§ What to work on
For this exercise, reproduce the records exactly as they stand and do not carry any images over.

--- Supplied material Enclosed Below ---

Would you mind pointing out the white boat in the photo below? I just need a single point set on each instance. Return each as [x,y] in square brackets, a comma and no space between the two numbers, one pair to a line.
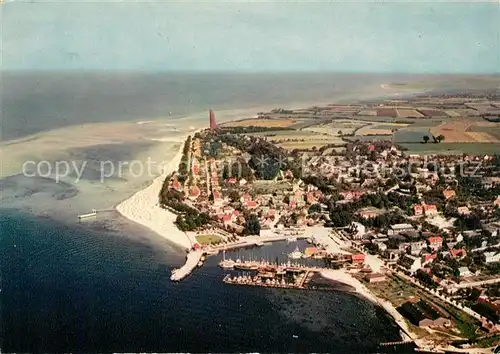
[226,263]
[83,216]
[296,254]
[212,252]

--- End of Enclosed Supplied material ---

§ Response area
Would you mind pointing out the white boat in the photo below? I just need a single point set on each instance. Return each as [x,y] in square brackets, a comma and no space between the two numbers, one pair to a line.
[226,263]
[83,216]
[296,254]
[212,252]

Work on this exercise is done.